§ **Problem to work on**
In the records below, replace "outline" with "boundary" everywhere it occurs and reproduce them with nothing else changed, omitting the pictures.
═══ Raw data
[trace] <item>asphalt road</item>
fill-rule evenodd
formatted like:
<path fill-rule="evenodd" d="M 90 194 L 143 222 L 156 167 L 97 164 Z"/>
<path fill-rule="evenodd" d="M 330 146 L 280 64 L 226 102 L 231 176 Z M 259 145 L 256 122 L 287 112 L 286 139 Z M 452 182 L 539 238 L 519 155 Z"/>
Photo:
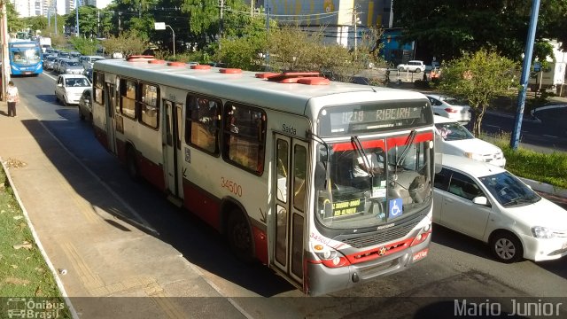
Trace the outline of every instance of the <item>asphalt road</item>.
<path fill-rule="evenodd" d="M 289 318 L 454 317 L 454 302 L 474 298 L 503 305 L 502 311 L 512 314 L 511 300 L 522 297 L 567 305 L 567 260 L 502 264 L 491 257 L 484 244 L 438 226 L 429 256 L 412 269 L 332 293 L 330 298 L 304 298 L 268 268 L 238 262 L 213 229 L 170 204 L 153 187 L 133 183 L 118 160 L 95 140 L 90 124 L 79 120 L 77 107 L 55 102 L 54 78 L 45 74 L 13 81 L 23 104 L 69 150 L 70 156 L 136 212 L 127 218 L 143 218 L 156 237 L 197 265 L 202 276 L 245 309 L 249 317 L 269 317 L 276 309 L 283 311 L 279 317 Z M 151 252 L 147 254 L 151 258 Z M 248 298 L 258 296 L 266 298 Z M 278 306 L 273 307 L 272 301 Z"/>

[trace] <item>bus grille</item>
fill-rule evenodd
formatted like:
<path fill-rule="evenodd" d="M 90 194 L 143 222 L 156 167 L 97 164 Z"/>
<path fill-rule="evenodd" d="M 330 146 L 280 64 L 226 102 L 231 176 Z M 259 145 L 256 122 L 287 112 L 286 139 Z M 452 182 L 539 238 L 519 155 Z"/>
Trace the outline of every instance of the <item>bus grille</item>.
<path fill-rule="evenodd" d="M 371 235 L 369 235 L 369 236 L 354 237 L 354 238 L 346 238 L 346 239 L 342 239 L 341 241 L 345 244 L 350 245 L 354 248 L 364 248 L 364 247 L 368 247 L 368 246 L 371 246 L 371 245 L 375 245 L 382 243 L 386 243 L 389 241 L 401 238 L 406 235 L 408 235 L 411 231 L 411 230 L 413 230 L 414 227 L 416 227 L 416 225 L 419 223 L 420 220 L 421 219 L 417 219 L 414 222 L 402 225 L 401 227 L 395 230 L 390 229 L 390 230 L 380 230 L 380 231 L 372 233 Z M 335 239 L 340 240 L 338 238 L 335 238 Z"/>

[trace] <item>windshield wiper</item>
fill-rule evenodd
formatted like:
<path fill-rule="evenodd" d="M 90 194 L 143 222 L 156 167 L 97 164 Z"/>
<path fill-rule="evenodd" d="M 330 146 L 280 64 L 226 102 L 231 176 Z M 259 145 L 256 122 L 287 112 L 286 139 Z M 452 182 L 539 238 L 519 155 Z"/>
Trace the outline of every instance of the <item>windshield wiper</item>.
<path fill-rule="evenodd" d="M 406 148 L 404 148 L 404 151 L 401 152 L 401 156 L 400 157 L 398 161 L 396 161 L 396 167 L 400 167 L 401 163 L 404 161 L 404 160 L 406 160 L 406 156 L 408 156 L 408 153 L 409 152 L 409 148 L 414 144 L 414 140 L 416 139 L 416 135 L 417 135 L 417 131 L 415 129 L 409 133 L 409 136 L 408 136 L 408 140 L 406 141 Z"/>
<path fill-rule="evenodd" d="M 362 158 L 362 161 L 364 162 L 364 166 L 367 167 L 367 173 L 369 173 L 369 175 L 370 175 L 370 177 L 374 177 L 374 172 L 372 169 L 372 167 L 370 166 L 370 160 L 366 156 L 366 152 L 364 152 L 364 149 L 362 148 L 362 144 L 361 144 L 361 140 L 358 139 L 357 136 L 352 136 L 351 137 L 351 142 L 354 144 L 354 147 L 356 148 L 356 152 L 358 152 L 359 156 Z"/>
══════
§ **Task result**
[trace] <item>asphalt road</item>
fill-rule evenodd
formatted like:
<path fill-rule="evenodd" d="M 90 194 L 143 222 L 156 167 L 97 164 Z"/>
<path fill-rule="evenodd" d="M 330 146 L 280 64 L 226 102 L 231 176 Z M 259 145 L 256 122 L 287 112 L 286 139 Z M 452 182 L 539 238 L 519 155 Z"/>
Photo:
Trace the boundary of every instance of the <item>asphalt road</item>.
<path fill-rule="evenodd" d="M 289 318 L 454 317 L 454 302 L 474 298 L 503 305 L 502 311 L 512 314 L 511 300 L 522 297 L 567 305 L 567 260 L 502 264 L 491 257 L 484 244 L 438 226 L 429 256 L 412 269 L 332 293 L 330 298 L 304 298 L 268 268 L 238 262 L 213 229 L 170 204 L 153 187 L 133 183 L 118 160 L 95 140 L 90 124 L 79 120 L 77 107 L 55 102 L 54 78 L 45 74 L 13 81 L 23 104 L 69 150 L 70 156 L 136 212 L 127 218 L 143 218 L 156 237 L 197 265 L 202 276 L 245 309 L 249 317 L 269 317 L 276 309 L 283 311 L 279 317 Z M 151 252 L 147 254 L 151 258 Z M 248 298 L 258 296 L 266 298 Z M 278 306 L 273 307 L 272 301 Z"/>

[trace] <item>bus grille</item>
fill-rule evenodd
formatted like:
<path fill-rule="evenodd" d="M 90 194 L 143 222 L 156 167 L 97 164 Z"/>
<path fill-rule="evenodd" d="M 330 146 L 280 64 L 226 102 L 231 176 Z M 259 145 L 256 122 L 287 112 L 286 139 Z M 452 182 L 539 238 L 519 155 Z"/>
Trace the boundary of every instance of the <item>bus grille</item>.
<path fill-rule="evenodd" d="M 371 235 L 369 235 L 369 236 L 354 237 L 354 238 L 346 238 L 346 239 L 342 239 L 341 241 L 345 244 L 350 245 L 354 248 L 364 248 L 364 247 L 368 247 L 368 246 L 371 246 L 371 245 L 375 245 L 382 243 L 386 243 L 389 241 L 401 238 L 406 235 L 408 235 L 411 231 L 411 230 L 413 230 L 414 227 L 416 227 L 416 225 L 419 223 L 420 220 L 421 219 L 417 219 L 414 222 L 402 225 L 401 227 L 395 230 L 390 229 L 390 230 L 380 230 L 380 231 L 372 233 Z M 335 239 L 340 240 L 338 238 L 335 238 Z"/>

[trace] <item>windshield wiper</item>
fill-rule evenodd
formatted like:
<path fill-rule="evenodd" d="M 90 194 L 143 222 L 156 167 L 97 164 Z"/>
<path fill-rule="evenodd" d="M 330 146 L 280 64 L 226 102 L 231 176 Z M 259 145 L 256 122 L 287 112 L 286 139 Z M 452 182 L 539 238 L 519 155 Z"/>
Trace the boundary of every instance of the <item>windshield wiper</item>.
<path fill-rule="evenodd" d="M 406 148 L 404 148 L 404 151 L 401 152 L 401 156 L 400 157 L 398 161 L 396 161 L 396 167 L 400 167 L 401 163 L 404 161 L 404 160 L 406 160 L 406 156 L 408 156 L 408 153 L 409 152 L 409 148 L 414 144 L 414 140 L 416 139 L 416 135 L 417 135 L 417 131 L 415 129 L 409 133 L 409 136 L 408 136 L 408 140 L 406 141 Z"/>
<path fill-rule="evenodd" d="M 362 158 L 362 161 L 364 162 L 364 166 L 367 167 L 367 173 L 369 173 L 369 175 L 370 175 L 370 177 L 374 177 L 374 172 L 372 169 L 372 167 L 370 166 L 370 160 L 366 156 L 366 152 L 364 152 L 364 149 L 362 148 L 362 144 L 361 144 L 361 140 L 358 139 L 357 136 L 352 136 L 351 137 L 351 142 L 354 144 L 354 147 L 356 148 L 356 152 L 358 152 L 359 156 Z"/>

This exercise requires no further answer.